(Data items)
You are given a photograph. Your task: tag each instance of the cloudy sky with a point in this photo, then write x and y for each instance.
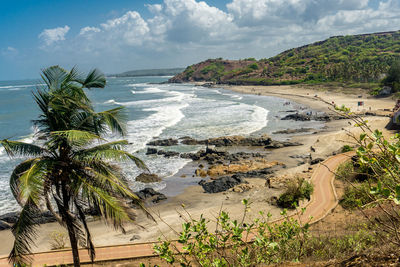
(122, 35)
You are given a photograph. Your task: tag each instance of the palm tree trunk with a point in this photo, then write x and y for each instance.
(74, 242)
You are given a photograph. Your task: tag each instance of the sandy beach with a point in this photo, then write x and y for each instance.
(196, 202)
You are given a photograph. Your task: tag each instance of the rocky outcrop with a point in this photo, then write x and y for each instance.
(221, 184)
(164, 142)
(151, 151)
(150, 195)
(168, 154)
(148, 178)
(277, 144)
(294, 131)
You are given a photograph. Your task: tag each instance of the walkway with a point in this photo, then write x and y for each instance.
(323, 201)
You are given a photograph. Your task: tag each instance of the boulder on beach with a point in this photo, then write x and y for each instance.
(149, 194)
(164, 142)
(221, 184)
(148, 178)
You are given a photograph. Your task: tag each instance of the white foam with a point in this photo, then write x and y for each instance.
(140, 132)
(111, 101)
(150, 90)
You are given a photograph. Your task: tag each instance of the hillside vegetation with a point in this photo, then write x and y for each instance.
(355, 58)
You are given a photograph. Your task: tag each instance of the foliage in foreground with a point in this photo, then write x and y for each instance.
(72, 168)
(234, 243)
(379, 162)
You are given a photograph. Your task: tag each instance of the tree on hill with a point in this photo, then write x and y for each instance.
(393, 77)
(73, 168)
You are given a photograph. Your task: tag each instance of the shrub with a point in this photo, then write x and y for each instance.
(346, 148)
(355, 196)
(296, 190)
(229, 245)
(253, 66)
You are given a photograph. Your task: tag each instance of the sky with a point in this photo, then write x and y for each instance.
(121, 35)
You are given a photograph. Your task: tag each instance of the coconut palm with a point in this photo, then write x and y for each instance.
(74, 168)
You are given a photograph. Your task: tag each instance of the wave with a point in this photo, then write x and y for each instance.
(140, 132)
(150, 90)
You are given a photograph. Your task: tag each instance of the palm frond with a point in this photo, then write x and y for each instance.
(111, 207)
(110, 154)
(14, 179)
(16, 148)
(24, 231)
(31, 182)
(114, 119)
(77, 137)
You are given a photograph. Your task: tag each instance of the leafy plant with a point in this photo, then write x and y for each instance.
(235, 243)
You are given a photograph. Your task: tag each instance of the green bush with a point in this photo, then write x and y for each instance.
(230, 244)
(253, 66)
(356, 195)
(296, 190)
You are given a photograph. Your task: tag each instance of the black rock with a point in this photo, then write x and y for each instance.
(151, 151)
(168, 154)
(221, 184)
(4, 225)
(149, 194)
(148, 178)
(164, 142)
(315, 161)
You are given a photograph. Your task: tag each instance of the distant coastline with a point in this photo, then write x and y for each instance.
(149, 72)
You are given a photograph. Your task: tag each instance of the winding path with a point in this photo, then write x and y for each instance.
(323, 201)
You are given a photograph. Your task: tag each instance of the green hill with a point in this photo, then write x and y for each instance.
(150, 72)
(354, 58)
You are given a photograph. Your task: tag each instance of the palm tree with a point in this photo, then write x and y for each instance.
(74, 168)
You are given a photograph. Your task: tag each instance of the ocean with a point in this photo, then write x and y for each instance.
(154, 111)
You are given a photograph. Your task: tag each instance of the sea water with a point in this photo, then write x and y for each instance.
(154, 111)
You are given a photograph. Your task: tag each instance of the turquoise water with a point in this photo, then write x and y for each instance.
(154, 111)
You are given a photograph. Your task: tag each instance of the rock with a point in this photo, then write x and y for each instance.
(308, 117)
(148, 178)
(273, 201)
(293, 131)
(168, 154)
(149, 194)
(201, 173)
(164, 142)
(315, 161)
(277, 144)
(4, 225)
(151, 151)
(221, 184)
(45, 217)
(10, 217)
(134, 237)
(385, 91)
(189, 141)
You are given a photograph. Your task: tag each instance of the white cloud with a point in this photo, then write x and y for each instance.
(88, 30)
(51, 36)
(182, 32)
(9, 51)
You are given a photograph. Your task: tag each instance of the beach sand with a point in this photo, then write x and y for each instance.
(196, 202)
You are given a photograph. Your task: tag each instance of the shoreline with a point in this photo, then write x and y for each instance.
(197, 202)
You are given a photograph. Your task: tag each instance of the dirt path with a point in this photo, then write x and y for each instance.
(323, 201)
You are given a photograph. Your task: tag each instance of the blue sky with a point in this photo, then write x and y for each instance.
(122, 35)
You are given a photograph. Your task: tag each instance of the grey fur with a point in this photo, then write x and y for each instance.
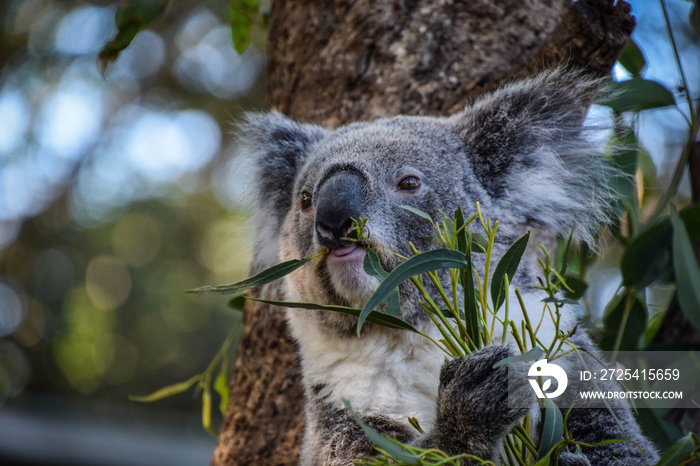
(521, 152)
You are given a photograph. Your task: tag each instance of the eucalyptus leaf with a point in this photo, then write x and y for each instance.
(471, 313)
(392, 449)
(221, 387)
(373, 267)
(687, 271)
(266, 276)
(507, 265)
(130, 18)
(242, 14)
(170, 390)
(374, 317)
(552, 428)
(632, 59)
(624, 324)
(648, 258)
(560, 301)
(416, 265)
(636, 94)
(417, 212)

---

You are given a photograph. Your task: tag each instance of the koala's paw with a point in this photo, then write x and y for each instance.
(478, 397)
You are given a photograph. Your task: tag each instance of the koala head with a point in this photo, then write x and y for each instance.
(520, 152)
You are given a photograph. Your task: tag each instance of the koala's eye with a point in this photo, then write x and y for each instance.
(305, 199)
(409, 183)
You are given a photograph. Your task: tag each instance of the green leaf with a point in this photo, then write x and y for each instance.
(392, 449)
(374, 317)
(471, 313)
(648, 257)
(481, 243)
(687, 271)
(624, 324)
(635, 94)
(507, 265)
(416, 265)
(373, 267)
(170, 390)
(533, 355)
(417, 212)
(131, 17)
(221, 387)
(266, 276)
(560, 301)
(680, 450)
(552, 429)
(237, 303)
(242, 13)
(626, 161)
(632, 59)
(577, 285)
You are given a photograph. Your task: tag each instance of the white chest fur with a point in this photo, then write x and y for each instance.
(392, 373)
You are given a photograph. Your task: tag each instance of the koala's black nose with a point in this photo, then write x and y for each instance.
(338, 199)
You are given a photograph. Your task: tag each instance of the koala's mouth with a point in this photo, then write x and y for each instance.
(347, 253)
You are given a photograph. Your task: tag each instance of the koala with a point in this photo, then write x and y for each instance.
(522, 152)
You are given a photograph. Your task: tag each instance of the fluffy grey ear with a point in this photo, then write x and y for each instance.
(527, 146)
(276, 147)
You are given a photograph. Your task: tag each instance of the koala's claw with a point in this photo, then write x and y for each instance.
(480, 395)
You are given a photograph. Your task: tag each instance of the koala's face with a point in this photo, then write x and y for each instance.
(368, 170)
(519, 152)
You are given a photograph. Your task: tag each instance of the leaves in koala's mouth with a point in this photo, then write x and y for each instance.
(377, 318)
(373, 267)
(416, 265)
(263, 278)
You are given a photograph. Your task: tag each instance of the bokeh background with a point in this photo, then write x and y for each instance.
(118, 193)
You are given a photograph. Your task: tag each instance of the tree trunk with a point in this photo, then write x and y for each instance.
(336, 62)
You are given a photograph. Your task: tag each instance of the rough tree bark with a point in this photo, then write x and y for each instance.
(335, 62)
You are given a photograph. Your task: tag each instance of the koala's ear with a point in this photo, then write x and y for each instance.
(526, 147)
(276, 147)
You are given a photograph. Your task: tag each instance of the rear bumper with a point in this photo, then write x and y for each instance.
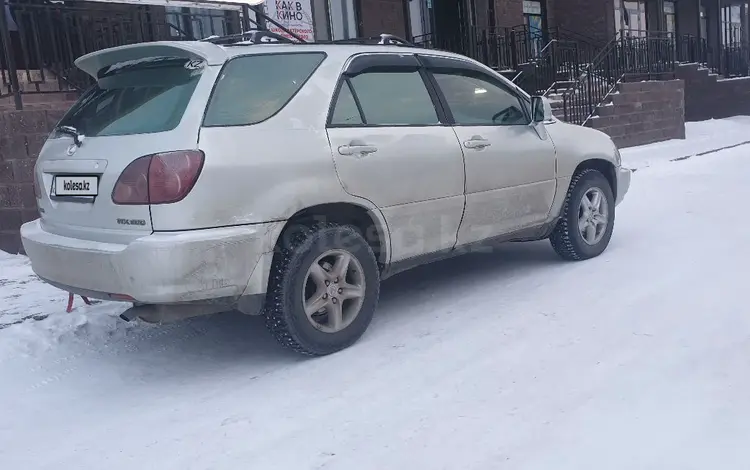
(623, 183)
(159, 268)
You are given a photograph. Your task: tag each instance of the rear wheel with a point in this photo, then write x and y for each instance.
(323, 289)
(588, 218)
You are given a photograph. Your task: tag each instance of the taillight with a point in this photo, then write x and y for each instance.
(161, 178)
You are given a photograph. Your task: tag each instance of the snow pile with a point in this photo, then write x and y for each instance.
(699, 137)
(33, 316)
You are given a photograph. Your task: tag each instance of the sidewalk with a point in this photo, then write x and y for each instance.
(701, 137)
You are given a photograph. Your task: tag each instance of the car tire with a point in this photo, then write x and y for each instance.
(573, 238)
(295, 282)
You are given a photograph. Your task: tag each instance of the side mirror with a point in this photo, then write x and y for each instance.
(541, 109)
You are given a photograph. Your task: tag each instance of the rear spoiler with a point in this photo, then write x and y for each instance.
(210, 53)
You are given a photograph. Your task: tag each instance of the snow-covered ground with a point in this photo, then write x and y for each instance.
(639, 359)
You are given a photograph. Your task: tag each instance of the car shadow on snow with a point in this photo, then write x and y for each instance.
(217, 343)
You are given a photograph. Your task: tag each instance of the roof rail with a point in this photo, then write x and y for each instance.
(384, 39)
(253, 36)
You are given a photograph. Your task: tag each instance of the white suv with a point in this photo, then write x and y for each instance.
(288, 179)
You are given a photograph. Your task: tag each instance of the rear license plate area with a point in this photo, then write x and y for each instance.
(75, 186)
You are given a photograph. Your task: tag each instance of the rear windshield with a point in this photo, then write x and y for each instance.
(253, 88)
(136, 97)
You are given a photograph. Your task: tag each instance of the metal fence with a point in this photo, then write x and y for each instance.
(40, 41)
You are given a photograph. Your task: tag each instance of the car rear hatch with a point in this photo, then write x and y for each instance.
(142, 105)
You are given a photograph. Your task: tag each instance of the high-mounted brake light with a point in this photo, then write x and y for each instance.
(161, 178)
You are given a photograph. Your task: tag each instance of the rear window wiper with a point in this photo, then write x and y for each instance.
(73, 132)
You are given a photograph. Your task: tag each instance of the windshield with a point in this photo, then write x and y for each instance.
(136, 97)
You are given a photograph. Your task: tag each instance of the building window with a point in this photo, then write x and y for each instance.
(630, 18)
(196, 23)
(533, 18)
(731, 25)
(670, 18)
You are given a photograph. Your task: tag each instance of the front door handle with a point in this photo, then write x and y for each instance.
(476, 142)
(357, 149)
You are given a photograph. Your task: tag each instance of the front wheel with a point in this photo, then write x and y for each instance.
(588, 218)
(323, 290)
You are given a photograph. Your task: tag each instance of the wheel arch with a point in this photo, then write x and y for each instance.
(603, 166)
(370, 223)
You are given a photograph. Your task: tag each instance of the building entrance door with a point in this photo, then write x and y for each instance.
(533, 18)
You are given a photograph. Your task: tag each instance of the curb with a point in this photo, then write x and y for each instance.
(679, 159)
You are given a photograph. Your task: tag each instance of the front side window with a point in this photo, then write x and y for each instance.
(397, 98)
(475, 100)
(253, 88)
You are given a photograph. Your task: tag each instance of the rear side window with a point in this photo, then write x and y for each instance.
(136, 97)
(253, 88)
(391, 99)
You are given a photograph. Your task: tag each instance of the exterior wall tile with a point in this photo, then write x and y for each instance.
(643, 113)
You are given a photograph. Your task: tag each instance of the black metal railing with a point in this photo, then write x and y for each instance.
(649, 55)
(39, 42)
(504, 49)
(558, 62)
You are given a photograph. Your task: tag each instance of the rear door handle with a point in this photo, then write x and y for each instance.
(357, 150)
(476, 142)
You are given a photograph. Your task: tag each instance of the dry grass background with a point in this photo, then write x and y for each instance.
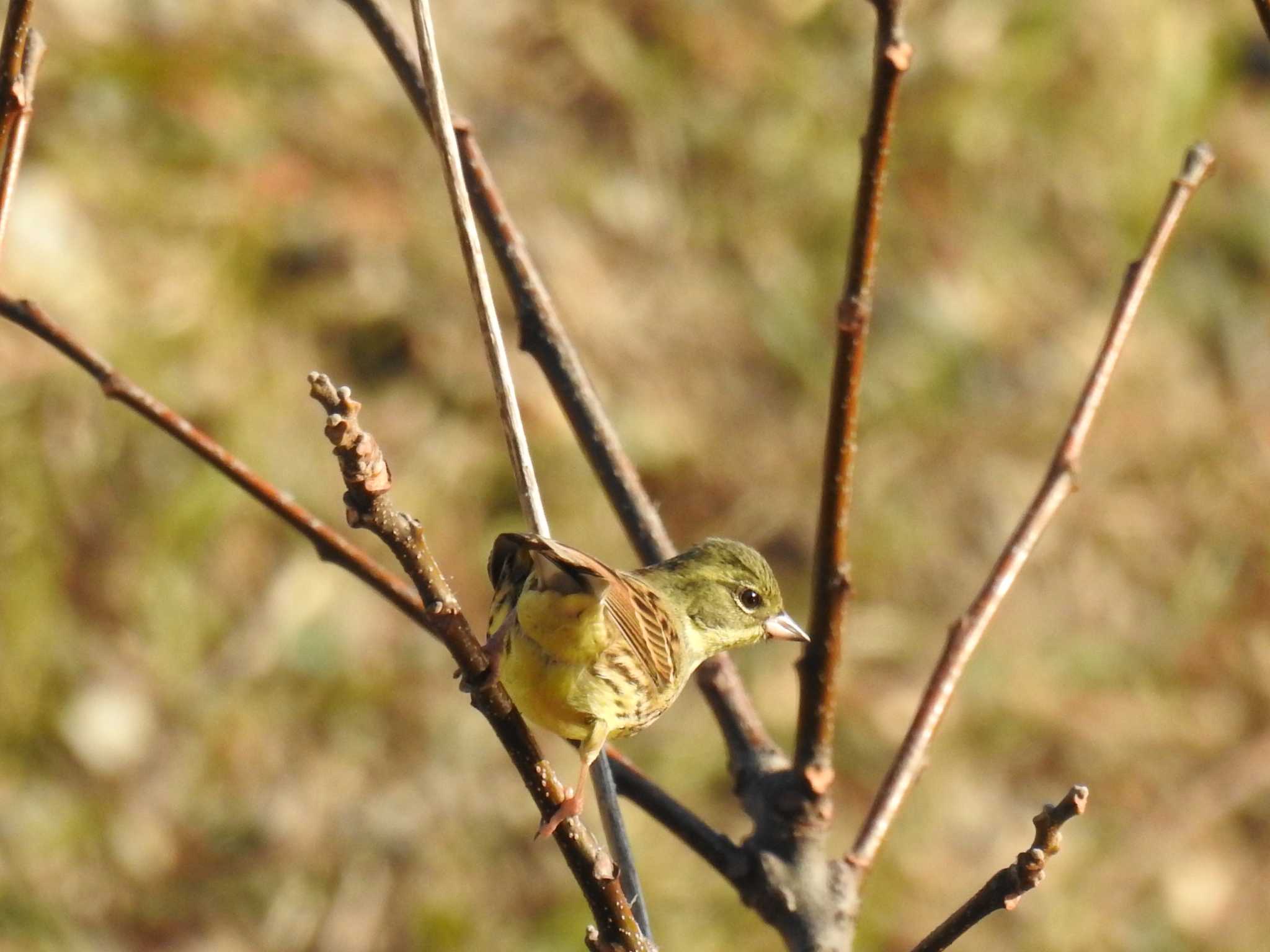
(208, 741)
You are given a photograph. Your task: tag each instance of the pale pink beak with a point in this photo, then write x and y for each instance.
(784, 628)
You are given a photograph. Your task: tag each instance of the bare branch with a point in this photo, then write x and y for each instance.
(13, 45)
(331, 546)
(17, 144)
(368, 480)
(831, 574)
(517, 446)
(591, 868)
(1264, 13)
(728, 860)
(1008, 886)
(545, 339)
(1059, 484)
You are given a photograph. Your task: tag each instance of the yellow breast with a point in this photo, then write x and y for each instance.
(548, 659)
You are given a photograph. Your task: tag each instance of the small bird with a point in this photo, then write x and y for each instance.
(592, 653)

==

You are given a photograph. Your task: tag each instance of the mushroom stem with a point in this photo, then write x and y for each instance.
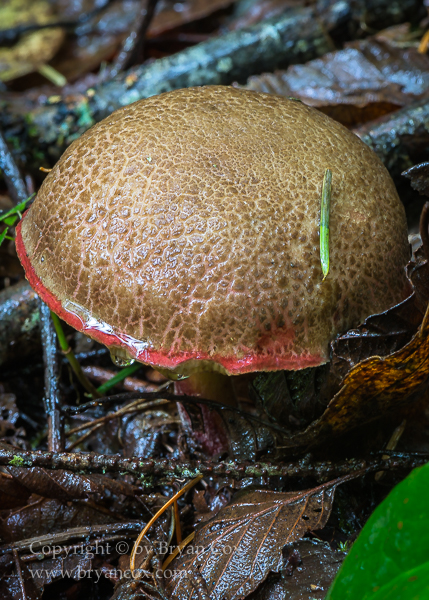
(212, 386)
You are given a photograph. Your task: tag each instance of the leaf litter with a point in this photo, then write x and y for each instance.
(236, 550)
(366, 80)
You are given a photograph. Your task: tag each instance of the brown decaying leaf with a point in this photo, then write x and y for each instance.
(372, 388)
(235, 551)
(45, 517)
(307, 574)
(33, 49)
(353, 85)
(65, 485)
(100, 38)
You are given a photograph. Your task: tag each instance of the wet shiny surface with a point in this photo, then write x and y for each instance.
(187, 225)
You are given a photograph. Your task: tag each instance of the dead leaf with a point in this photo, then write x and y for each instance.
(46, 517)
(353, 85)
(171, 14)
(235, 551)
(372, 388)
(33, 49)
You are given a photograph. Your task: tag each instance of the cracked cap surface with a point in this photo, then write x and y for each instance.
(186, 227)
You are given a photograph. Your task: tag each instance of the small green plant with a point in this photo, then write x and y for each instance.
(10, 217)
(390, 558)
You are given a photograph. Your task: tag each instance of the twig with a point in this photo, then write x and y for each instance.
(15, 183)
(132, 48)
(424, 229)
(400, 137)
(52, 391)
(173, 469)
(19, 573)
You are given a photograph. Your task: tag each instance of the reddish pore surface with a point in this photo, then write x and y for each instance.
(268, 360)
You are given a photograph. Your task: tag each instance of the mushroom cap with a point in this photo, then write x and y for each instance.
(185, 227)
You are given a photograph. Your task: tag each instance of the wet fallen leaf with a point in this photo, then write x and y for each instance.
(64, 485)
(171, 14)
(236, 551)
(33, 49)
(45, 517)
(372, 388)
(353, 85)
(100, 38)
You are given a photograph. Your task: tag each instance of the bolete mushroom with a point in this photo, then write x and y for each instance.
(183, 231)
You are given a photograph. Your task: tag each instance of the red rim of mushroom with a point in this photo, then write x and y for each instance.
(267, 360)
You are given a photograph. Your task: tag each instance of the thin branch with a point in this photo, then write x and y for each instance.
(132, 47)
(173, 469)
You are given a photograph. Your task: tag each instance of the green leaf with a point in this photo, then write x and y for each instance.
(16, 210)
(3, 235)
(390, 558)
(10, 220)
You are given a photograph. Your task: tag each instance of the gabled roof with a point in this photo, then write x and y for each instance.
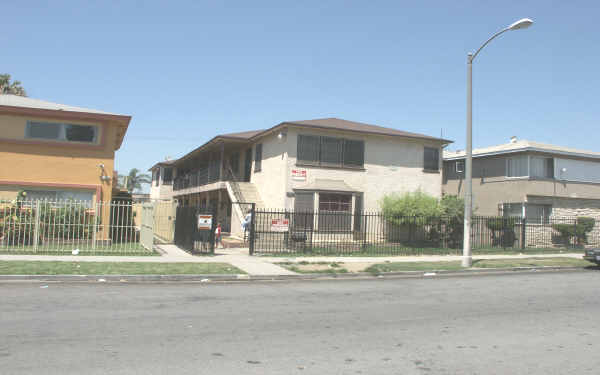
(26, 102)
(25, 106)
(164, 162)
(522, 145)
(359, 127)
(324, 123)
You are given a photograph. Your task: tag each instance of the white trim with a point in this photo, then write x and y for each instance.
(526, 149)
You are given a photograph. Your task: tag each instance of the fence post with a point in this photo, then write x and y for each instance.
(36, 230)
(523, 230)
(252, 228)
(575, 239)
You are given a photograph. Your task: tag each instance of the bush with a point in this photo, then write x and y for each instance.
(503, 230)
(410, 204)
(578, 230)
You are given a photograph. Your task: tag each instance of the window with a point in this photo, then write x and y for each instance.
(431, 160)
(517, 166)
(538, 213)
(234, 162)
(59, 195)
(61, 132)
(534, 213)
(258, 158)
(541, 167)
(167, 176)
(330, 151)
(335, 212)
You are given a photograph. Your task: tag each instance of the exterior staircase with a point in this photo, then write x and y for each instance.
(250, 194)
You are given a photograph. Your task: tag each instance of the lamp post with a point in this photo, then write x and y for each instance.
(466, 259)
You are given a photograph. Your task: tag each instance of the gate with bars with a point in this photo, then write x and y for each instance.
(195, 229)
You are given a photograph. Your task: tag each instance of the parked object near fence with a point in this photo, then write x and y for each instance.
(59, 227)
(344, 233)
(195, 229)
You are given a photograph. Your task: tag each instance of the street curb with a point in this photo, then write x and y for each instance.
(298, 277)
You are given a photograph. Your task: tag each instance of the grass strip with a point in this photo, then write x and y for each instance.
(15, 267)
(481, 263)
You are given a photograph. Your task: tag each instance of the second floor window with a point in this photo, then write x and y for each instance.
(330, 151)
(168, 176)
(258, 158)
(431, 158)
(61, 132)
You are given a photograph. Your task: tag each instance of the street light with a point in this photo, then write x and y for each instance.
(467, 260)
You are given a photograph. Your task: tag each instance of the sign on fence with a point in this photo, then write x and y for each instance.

» **What is required**
Count the lines in the material above that contain the word "curb", treating uppercase and lowercase as different. Reply with the number only.

» **Answer for the task**
2